PROBLEM TO WORK ON
Each entry should be printed exactly, with its images omitted.

EXCERPTED DATA
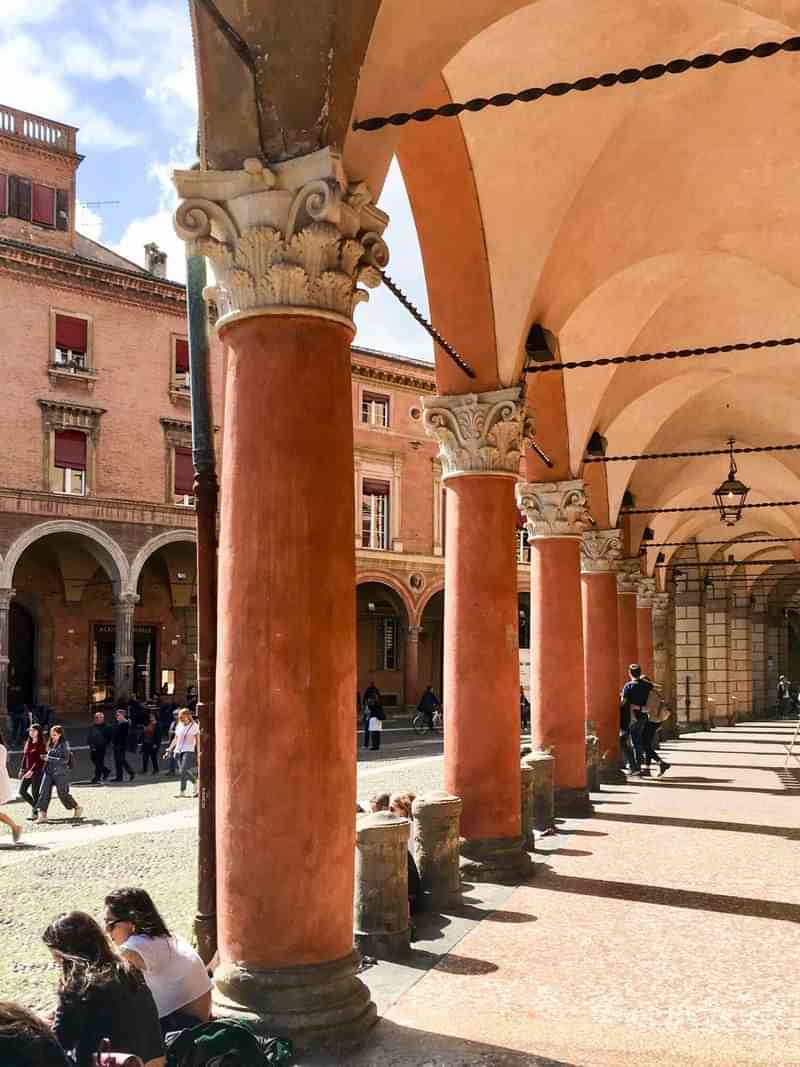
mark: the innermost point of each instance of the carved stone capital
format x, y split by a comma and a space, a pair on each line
296, 236
554, 508
645, 591
628, 573
600, 551
478, 432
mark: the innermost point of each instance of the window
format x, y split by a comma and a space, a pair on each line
72, 343
374, 409
69, 461
182, 476
43, 209
180, 363
374, 514
386, 643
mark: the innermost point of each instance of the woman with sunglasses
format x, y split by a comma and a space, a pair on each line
100, 996
6, 793
174, 972
58, 762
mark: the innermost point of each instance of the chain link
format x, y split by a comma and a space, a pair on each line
627, 77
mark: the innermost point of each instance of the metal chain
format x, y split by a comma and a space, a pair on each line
627, 77
682, 353
683, 456
707, 507
443, 344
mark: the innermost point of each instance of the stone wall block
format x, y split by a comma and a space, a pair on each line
437, 818
381, 905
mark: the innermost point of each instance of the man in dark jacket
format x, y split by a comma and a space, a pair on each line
642, 731
99, 737
120, 741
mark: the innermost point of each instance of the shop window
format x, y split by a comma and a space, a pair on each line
182, 476
374, 514
70, 349
69, 462
374, 410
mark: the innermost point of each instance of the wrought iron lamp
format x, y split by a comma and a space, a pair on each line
731, 495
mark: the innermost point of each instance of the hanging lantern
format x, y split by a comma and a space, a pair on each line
731, 495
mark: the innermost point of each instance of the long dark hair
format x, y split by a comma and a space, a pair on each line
88, 957
136, 906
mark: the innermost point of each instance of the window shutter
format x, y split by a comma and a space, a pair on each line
70, 449
43, 209
181, 355
21, 200
62, 209
184, 472
72, 333
372, 488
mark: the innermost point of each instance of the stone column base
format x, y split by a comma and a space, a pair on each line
500, 860
320, 1005
573, 803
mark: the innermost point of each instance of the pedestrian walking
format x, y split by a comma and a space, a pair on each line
99, 738
32, 768
8, 793
121, 738
184, 746
150, 744
58, 764
642, 731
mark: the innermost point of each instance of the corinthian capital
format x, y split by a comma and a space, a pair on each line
628, 575
645, 591
478, 432
296, 235
554, 508
600, 551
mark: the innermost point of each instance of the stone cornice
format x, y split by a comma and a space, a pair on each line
94, 508
73, 271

EXERCISE ANSWER
mark: the innermost point of each instance of the carved stone capital
format x, y split by a comma and a space, a pair on each line
296, 236
554, 508
645, 591
628, 573
600, 551
478, 432
mark: the innermost point of each instance of the window
format x, y split by a comma and a space, a pair on each line
72, 343
374, 409
69, 461
182, 476
43, 209
180, 363
374, 514
386, 643
mark: the innermost point of each instance of the woman with sunglasses
format x, y split by a comma and a space, a pair on each line
100, 996
6, 793
174, 972
58, 762
mark: the innermost point of each instance of the chain link
format x, y split by a comma and a space, a pair on each line
627, 77
mark: the innermost point of each instance of the metal chain
format x, y split by a comma and a space, a pair on each line
627, 77
682, 353
683, 456
707, 507
443, 344
mark: the innermost point of each instance of the stone wall block
format x, y split by a comma and a space, a pair on each line
437, 818
381, 905
mark: the innermost point of each instance of the man in dark jacket
format x, y split by a comma and a space, a pair on each line
642, 731
99, 737
120, 741
mark: the innermost point of each instance of the shop window
format x, y split by a comma and a space, a pair on each line
182, 476
374, 514
70, 349
69, 462
374, 410
mark: the innermost point of each instance of the wrought iron lamp
format x, y split by a comma and a space, a pair on each line
731, 495
mark: the innermost point of each instance of the hanging lantern
format x, y split by a comma and a space, a pair on each line
731, 495
mark: the innermost point of each instance of the long dark hair
format x, y split by a comma and a space, a pair on each line
88, 957
136, 906
mark: the innermost point of each instance of the window shutter
format x, y split by a comma and a space, a pair on each line
70, 449
43, 209
181, 355
21, 200
62, 209
184, 472
72, 333
372, 488
mark: the innermost point of each instance of the stone column base
format x, y split by a comma and a space, a pair on each line
500, 860
320, 1005
573, 803
mark: the innermost point of each instance of the pedestrian walking
format x, y split by a comma and a space, a pair on each line
99, 738
32, 768
8, 793
121, 738
184, 746
150, 744
58, 764
642, 731
mark: the innermost point of each instance of the corinthian capital
format x, y split by a comma and a space, a pair on each line
628, 575
645, 591
478, 432
296, 235
554, 508
600, 551
mark: the innermost point of each instance of the stone cornice
format x, y split by a comma and a space, a pair on each line
94, 508
73, 271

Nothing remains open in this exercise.